(Beginning of Source document)

Lane-splitting officially legal in California now

Photo: Roland Dobbins https://creativecommons.org/licenses/by/2.0/

Earlier this month, we told you California was about to legalize lane-splitting. Now it’s happened, and the next move belongs to the police.

On Friday, Governor Jerry Brown signed Assembly Bill 51, giving it the final stamp of approval. The bill says that lane-splitting (or filtering, as it’s also known) is a legal practice. Before, it was commonly done in California, but not officially legal or illegal — the law was silent on its legitimacy, but police tolerated it.

Now, those same police forces are required to meet with motorcycling groups to draw up a set of guidelines for lane-splitting. The California Highway Patrol had already done that, back in 2012, but removed them from their website in 2014 after people complained that was lawmakers’ job, not police. At this point, the lawmakers have officially passed that job back to the police.

(End of Source document)
(Beginning of Data section)

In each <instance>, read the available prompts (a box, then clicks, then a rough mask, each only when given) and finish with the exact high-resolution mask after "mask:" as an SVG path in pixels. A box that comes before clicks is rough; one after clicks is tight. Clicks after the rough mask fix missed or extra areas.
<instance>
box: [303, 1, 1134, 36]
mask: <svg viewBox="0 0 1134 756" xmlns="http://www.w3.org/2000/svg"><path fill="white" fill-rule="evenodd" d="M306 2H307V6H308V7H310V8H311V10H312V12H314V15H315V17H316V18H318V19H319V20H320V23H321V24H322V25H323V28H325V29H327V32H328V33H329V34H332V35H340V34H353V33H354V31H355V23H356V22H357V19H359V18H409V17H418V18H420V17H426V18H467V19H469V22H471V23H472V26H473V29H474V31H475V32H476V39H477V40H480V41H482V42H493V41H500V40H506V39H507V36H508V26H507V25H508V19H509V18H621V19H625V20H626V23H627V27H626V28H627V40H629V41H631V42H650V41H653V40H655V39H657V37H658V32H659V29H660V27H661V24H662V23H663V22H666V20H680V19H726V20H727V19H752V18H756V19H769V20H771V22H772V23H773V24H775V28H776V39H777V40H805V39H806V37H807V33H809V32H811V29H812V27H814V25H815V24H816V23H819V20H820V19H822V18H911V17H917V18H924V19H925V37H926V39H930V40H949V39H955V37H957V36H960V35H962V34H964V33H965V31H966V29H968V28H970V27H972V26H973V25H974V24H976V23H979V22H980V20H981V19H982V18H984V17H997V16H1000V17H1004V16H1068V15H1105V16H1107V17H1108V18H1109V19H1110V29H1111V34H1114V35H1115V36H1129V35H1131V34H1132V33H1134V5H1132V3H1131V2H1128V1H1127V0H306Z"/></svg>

(End of Data section)

### Your goal
Copy out the part of the lane-splitting article that starts at the words "On Friday, Governor" and ends after "back to the police.", with "lawmakers" renamed "legislators" each time it appears.

### Finished task
On Friday, Governor Jerry Brown signed Assembly Bill 51, giving it the final stamp of approval. The bill says that lane-splitting (or filtering, as it’s also known) is a legal practice. Before, it was commonly done in California, but not officially legal or illegal — the law was silent on its legitimacy, but police tolerated it.

Now, those same police forces are required to meet with motorcycling groups to draw up a set of guidelines for lane-splitting. The California Highway Patrol had already done that, back in 2012, but removed them from their website in 2014 after people complained that was legislators’ job, not police. At this point, the legislators have officially passed that job back to the police.